Written instruction. Return, verbatim, everything from the start of the items down to the line containing "[[[239,94],[236,96],[256,96],[256,90]]]", with both ends included. Leave the pictures out of your answer.
+++ Data entries +++
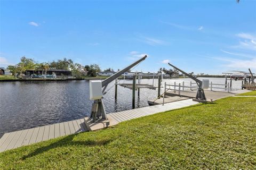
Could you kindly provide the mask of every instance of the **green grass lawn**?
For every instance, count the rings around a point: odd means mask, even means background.
[[[14,75],[0,75],[0,80],[14,80],[15,76]]]
[[[256,98],[229,97],[0,153],[0,169],[255,169]]]
[[[239,94],[236,96],[256,96],[256,90]]]

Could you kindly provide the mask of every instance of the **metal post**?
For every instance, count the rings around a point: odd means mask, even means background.
[[[158,91],[157,93],[157,97],[160,96],[160,92],[161,90],[161,76],[159,75],[158,76]]]
[[[225,75],[225,79],[225,79],[225,88],[227,88],[227,75]]]
[[[132,109],[135,108],[135,84],[136,83],[136,75],[132,77]]]
[[[140,75],[139,75],[138,76],[138,84],[140,83]],[[140,97],[140,88],[138,88],[138,97]]]
[[[180,83],[179,83],[179,95],[180,96]]]
[[[155,79],[155,73],[153,73],[153,82],[152,83],[152,85],[154,86],[154,79]]]
[[[116,83],[115,84],[115,100],[117,99],[117,79],[116,79]]]
[[[163,97],[163,106],[164,104],[164,98],[165,97],[165,91],[166,90],[166,82],[164,82],[164,96]]]

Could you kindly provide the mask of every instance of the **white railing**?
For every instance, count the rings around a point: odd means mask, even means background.
[[[213,87],[213,85],[217,85],[217,86],[222,86],[224,87]],[[217,83],[213,83],[212,82],[211,82],[210,84],[210,88],[211,91],[212,91],[212,89],[223,89],[226,91],[228,91],[228,92],[230,92],[231,91],[231,88],[229,86],[229,83],[228,83],[227,84],[217,84]]]

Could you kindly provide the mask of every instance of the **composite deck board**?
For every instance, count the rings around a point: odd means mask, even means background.
[[[77,122],[75,121],[72,121],[72,122],[73,123],[74,125],[74,128],[75,128],[75,133],[79,133],[81,131],[81,128],[79,128],[78,125],[77,124]]]
[[[83,120],[83,121],[81,121],[81,119],[77,120],[77,123],[78,123],[78,125],[79,126],[79,127],[81,127],[81,131],[82,132],[87,131],[85,129],[85,125],[83,124],[83,123],[84,123]]]
[[[124,121],[127,121],[129,120],[130,120],[130,118],[129,118],[128,117],[126,117],[125,116],[124,116],[122,113],[120,113],[120,112],[116,112],[116,115],[119,116],[119,117],[121,118],[123,118],[123,120],[124,120]]]
[[[41,142],[43,140],[43,136],[44,135],[44,128],[45,126],[41,126],[39,128],[38,134],[36,138],[36,143]]]
[[[42,141],[48,140],[49,138],[50,125],[46,125],[44,127],[44,134],[43,135]]]
[[[122,122],[122,121],[121,121],[117,117],[116,117],[116,115],[114,115],[113,113],[109,113],[109,114],[108,114],[108,115],[110,115],[110,116],[111,116],[114,120],[115,120],[118,123]]]
[[[127,115],[130,116],[131,117],[132,117],[132,118],[139,118],[142,116],[139,114],[135,114],[130,110],[126,110],[125,114]]]
[[[54,132],[55,132],[55,125],[51,124],[50,125],[50,130],[49,130],[49,137],[48,139],[54,138]]]
[[[5,148],[5,149],[12,149],[14,146],[15,144],[16,144],[16,142],[17,142],[18,140],[19,139],[19,138],[20,137],[20,135],[21,134],[22,132],[22,131],[17,131],[16,134],[14,135],[13,138],[12,139],[11,142],[9,143],[7,147]]]
[[[31,137],[32,136],[32,134],[33,134],[34,129],[35,128],[31,128],[28,130],[28,133],[27,133],[22,143],[21,143],[21,146],[26,146],[28,144],[29,141],[30,140]]]
[[[62,137],[66,135],[65,128],[64,127],[64,123],[60,123],[60,136]]]
[[[54,127],[54,138],[59,137],[60,135],[60,124],[56,123]]]
[[[141,116],[139,115],[138,114],[135,114],[133,113],[130,112],[130,110],[126,110],[125,114],[127,115],[129,115],[130,116],[131,116],[132,118],[135,118],[141,117]]]
[[[143,117],[156,113],[180,108],[197,104],[188,99],[174,103],[148,106],[107,114],[110,120],[120,123],[129,120]],[[83,118],[57,123],[22,131],[7,133],[0,139],[0,152],[21,146],[45,141],[58,137],[87,131]]]
[[[32,135],[31,135],[30,140],[28,142],[29,144],[35,143],[36,142],[36,138],[37,137],[37,134],[38,134],[39,128],[40,128],[39,127],[34,128],[33,131],[33,133],[32,133]]]
[[[68,121],[68,123],[69,126],[69,129],[70,130],[71,134],[75,133],[76,132],[76,131],[75,130],[75,128],[74,128],[73,123],[72,123],[72,121]]]
[[[1,139],[0,139],[0,147],[2,146],[3,143],[4,143],[5,140],[6,140],[7,138],[8,138],[9,135],[11,133],[6,133],[4,134],[3,137],[2,137]]]
[[[122,114],[123,116],[127,117],[128,118],[128,120],[134,118],[134,117],[131,116],[130,115],[129,115],[128,113],[126,111],[125,111],[125,112],[124,112],[124,112],[119,112],[118,113],[119,114]]]
[[[6,148],[7,148],[8,144],[11,142],[12,139],[14,137],[15,134],[17,133],[17,132],[14,132],[13,133],[11,133],[10,135],[8,136],[7,139],[5,140],[4,142],[1,146],[0,148],[0,152],[5,150]]]
[[[111,113],[111,115],[112,116],[113,116],[114,117],[116,117],[117,119],[118,119],[119,120],[119,121],[118,121],[119,122],[123,122],[123,121],[125,121],[123,118],[121,118],[121,117],[119,117],[116,114],[116,113]]]
[[[19,139],[17,141],[16,143],[15,143],[15,145],[13,147],[13,148],[16,148],[21,146],[23,141],[24,141],[24,139],[25,139],[26,136],[27,135],[27,133],[28,133],[28,130],[29,129],[25,129],[22,130],[21,134],[19,137]]]
[[[70,134],[70,130],[69,129],[69,125],[68,125],[68,122],[64,122],[64,127],[65,128],[66,135]]]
+++
Answer to this task.
Could you kindly provide the mask of every instance of the **green grass lawn**?
For every instance, count the rings around a point: odd means mask, even means background.
[[[14,75],[0,75],[0,80],[14,80],[15,76]]]
[[[256,98],[229,97],[0,153],[0,169],[255,169]]]
[[[239,94],[236,96],[256,96],[256,90]]]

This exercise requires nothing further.